What is needed
Could you copy every line from the material below in which "black" appears?

The records
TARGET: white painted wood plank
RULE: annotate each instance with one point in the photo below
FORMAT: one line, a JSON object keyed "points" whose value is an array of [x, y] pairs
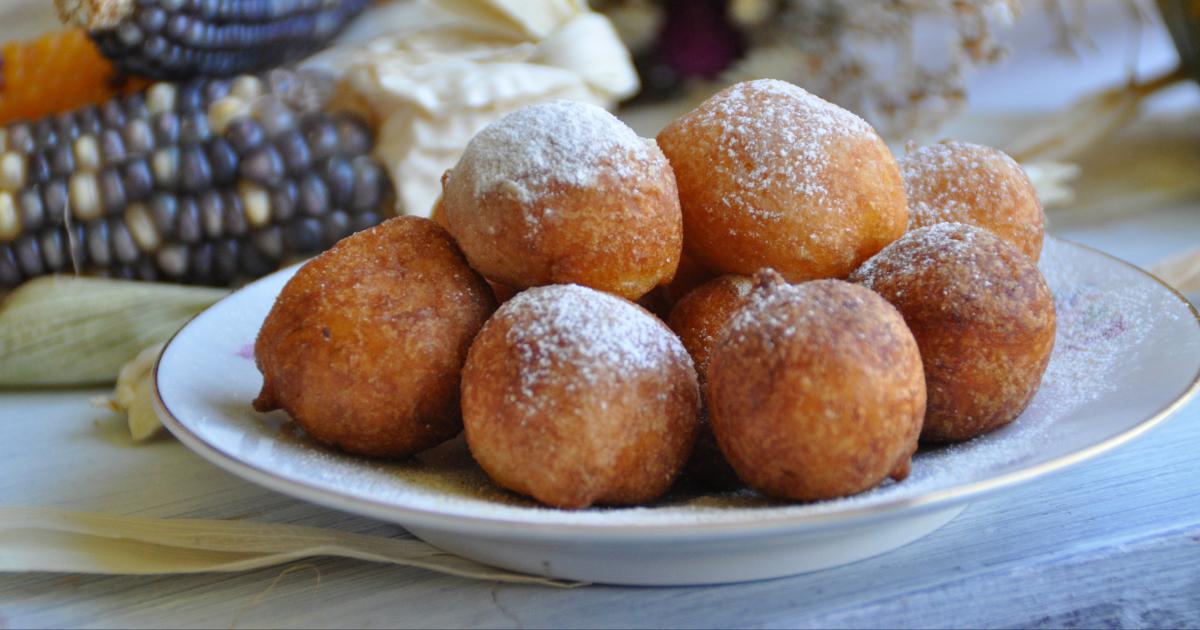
{"points": [[1133, 513]]}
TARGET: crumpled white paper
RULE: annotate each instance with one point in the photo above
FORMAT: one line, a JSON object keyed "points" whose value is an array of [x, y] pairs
{"points": [[453, 66]]}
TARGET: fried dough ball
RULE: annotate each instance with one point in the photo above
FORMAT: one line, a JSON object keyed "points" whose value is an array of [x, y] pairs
{"points": [[699, 319], [961, 183], [984, 319], [563, 192], [365, 345], [577, 397], [772, 175], [815, 390]]}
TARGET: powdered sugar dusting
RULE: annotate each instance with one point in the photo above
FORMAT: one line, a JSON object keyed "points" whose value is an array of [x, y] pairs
{"points": [[777, 135], [563, 143], [955, 180], [598, 335], [924, 247], [1105, 316]]}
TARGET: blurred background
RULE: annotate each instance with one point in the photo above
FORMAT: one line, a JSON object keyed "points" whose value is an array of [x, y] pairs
{"points": [[1098, 100]]}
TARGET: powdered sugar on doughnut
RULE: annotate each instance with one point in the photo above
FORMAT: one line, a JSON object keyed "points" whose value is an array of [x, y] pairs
{"points": [[553, 143], [925, 247], [953, 180], [778, 135], [597, 335]]}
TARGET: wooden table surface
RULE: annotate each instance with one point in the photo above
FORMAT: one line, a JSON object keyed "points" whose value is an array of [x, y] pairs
{"points": [[1113, 543]]}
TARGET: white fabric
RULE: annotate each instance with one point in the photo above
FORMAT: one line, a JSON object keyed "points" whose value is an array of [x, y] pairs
{"points": [[456, 65]]}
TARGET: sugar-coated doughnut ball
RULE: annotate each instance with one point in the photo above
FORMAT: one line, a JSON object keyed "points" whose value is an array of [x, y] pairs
{"points": [[816, 390], [563, 192], [772, 175], [365, 345], [984, 319], [961, 183], [577, 397], [699, 319]]}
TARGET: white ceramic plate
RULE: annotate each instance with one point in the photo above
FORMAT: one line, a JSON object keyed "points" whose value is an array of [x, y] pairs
{"points": [[1127, 355]]}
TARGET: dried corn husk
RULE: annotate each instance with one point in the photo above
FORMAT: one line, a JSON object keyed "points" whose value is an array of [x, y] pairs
{"points": [[36, 539], [67, 330], [133, 395]]}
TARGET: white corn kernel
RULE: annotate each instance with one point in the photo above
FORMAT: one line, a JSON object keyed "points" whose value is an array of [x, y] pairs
{"points": [[84, 193], [246, 87], [10, 221], [161, 97], [141, 225], [12, 172], [87, 153], [257, 203]]}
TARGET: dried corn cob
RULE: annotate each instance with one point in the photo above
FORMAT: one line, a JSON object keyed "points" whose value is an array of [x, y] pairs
{"points": [[207, 183], [55, 72], [185, 39]]}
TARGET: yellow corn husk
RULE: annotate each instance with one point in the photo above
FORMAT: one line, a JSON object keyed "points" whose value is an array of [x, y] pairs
{"points": [[37, 539], [69, 330]]}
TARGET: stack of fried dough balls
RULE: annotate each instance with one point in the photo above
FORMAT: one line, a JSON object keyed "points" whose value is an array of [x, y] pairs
{"points": [[811, 341]]}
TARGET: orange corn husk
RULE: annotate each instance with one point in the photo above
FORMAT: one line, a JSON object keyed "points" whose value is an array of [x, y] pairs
{"points": [[57, 72]]}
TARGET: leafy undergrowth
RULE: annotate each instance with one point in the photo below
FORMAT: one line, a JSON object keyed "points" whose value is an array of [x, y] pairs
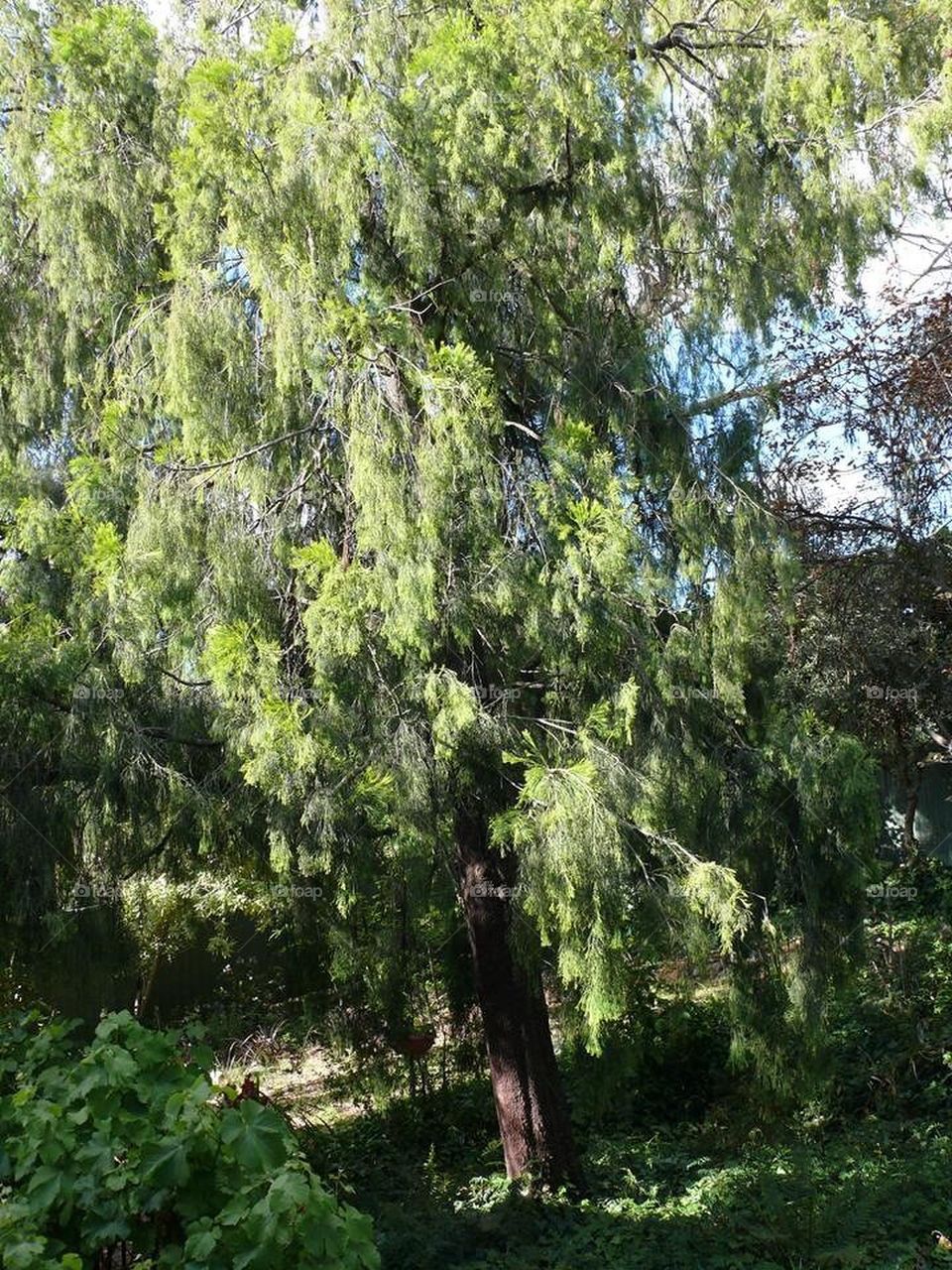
{"points": [[875, 1193]]}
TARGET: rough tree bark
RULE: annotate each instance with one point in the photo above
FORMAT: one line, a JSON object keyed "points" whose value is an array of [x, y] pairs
{"points": [[531, 1106]]}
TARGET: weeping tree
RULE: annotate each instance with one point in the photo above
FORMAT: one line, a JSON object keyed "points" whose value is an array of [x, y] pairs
{"points": [[367, 412]]}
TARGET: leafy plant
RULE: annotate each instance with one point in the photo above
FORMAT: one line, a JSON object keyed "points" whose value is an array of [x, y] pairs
{"points": [[125, 1143]]}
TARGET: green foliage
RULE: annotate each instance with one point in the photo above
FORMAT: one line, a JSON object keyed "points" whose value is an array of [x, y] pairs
{"points": [[126, 1141]]}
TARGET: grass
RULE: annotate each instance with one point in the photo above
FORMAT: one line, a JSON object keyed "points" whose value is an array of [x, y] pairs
{"points": [[693, 1191]]}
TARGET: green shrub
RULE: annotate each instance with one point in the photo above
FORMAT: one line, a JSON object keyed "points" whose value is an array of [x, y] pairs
{"points": [[127, 1142]]}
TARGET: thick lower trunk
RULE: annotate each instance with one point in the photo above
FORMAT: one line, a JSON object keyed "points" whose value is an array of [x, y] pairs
{"points": [[531, 1107]]}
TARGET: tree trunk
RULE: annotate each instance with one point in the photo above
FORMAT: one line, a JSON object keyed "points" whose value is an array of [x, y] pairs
{"points": [[531, 1106]]}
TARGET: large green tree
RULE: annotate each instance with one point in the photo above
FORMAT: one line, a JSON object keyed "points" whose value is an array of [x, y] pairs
{"points": [[353, 361]]}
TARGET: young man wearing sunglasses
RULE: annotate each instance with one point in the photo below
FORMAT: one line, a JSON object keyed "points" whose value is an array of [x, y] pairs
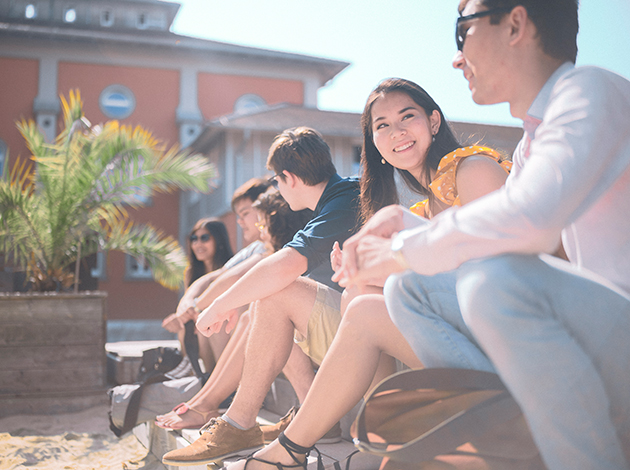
{"points": [[555, 331], [293, 295], [246, 217]]}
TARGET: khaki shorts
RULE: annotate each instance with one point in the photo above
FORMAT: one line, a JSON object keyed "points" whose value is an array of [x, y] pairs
{"points": [[322, 324]]}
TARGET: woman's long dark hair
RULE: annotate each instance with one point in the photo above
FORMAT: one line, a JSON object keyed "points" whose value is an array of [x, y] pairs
{"points": [[222, 249], [378, 187]]}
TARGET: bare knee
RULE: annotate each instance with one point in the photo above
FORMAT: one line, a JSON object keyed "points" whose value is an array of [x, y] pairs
{"points": [[366, 313]]}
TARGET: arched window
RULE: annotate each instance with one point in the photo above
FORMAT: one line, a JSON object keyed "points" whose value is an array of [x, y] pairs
{"points": [[117, 102], [248, 103], [3, 156]]}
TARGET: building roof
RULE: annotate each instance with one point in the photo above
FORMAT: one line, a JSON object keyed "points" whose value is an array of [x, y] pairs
{"points": [[276, 118], [14, 24]]}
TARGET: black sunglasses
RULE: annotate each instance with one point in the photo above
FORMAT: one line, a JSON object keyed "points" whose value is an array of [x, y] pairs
{"points": [[204, 238], [273, 181], [460, 33]]}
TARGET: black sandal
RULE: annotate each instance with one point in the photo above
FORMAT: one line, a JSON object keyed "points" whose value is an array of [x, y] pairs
{"points": [[292, 448]]}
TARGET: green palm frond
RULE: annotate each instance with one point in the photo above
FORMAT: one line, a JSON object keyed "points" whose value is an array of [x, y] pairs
{"points": [[77, 192], [163, 254]]}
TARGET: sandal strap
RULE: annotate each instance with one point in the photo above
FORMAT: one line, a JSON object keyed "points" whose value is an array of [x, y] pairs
{"points": [[292, 447], [278, 465]]}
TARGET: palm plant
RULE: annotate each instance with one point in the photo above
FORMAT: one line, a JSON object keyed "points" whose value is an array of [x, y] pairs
{"points": [[72, 202]]}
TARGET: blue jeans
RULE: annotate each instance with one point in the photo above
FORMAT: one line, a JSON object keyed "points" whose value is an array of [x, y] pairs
{"points": [[426, 310], [559, 338]]}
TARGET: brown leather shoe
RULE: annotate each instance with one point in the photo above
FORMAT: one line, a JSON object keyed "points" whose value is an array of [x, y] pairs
{"points": [[219, 440], [272, 431]]}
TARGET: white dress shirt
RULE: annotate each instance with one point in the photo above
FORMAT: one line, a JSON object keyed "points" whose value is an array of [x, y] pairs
{"points": [[572, 180]]}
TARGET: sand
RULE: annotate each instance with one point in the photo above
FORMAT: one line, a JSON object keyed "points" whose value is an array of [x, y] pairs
{"points": [[73, 441]]}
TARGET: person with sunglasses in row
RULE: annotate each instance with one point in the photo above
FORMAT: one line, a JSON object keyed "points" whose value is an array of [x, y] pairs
{"points": [[207, 248], [209, 255], [555, 331], [277, 224], [294, 299]]}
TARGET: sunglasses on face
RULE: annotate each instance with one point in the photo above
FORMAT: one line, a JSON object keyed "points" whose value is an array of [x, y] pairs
{"points": [[460, 31], [273, 181], [204, 238]]}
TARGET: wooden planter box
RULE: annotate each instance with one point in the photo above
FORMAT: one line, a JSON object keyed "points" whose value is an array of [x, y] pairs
{"points": [[53, 352]]}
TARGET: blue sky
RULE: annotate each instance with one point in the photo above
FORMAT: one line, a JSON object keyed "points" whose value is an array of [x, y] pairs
{"points": [[411, 39]]}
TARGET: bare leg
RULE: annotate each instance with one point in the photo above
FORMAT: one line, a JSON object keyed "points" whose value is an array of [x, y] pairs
{"points": [[365, 332], [299, 371], [210, 349], [269, 345], [223, 380]]}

Response
TARGET: black sunglasses
TARGET: black sandal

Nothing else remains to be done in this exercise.